Estratto scelto —
+++

Un ulteriore elemento di fragilità demografica delle nostre Aree interne è costituito dai flussi di popolazione che da queste aree si dirigono verso centri più “attrattivi” o addirittura all’estero. Si calcola che negli ultimi 20 anni i flussi Periferie-Centri ha riguardato oltre 3.000.000 di persone, di queste ben il 46,2%, calcola l’Istituto italiano di statistiche, ha riguardato le aree interne del Mezzogiorno: una percentuale significativa e preponderante, naturalmente, si dirige verso i centri urbani del Nord Italia “a conferma del fatto che la tradizionale traiettoria dal Mezzogiorno verso il Nord continua a essere una delle principali direttrici della mobilità interna che interessa il Paese” (FOCUS – ISTAT – 2024).

+++

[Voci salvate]
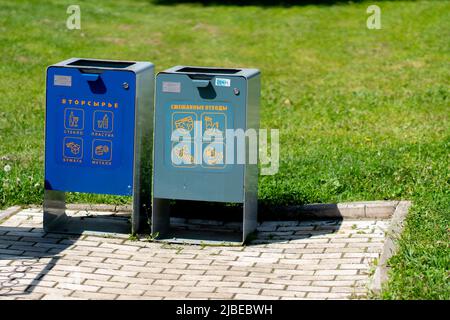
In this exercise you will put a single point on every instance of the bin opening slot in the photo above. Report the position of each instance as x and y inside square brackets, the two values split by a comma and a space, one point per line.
[208, 70]
[101, 64]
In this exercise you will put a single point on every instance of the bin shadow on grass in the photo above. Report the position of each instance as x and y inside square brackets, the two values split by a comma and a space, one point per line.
[26, 256]
[263, 3]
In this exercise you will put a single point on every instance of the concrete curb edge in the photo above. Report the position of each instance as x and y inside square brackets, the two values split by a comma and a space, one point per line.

+++

Cosa si chiede —
(a) Copia dal brano sulle aree interne il passo che comincia con “Un ulteriore elemento” e finisce con “ISTAT – 2024).”.
(b) Per favore, prosegui il brano sulle aree interne a partire dal punto in cui si interrompe.
Le voci non hanno alcun ruolo in questo esercizio.

Soluzioni —
(a)
Un ulteriore elemento di fragilità demografica delle nostre Aree interne è costituito dai flussi di popolazione che da queste aree si dirigono verso centri più “attrattivi” o addirittura all’estero. Si calcola che negli ultimi 20 anni i flussi Periferie-Centri ha riguardato oltre 3.000.000 di persone, di queste ben il 46,2%, calcola l’Istituto italiano di statistiche, ha riguardato le aree interne del Mezzogiorno: una percentuale significativa e preponderante, naturalmente, si dirige verso i centri urbani del Nord Italia “a conferma del fatto che la tradizionale traiettoria dal Mezzogiorno verso il Nord continua a essere una delle principali direttrici della mobilità interna che interessa il Paese” (FOCUS – ISTAT – 2024).

(b)
Un ulteriore fattore che incide sullo spopolamento delle Aree Interne è costituito dai consistenti flussi di espatri dei cittadini italiani verso l’estero. Che si somma ad un altro elemento di criticità ricavato dai flussi di immigrati stranieri che scelgono di insediarsi nei grandi centri urbani dotati di servizi e dove risiedono altri concittadini appartenenti alla stessa comunità, a dimostrazione che le Aree Interne non risultano neppure attrattive per gli immigrati stranieri.

Con la fine dell’emergenza pandemica, che in qualche modo aveva rallentato l’effetto migratorio, negli ultimi due anni il fenomeno risulta in rapida ripresa principalmente dalle Aree interne. Gli attori principali di questa ripresa che preoccupa non poco, sono i giovani e i giovani adulti di 25-39 anni, che si attestano rispettivamente tra il 45 e il 42 % circa della popolazione interessata.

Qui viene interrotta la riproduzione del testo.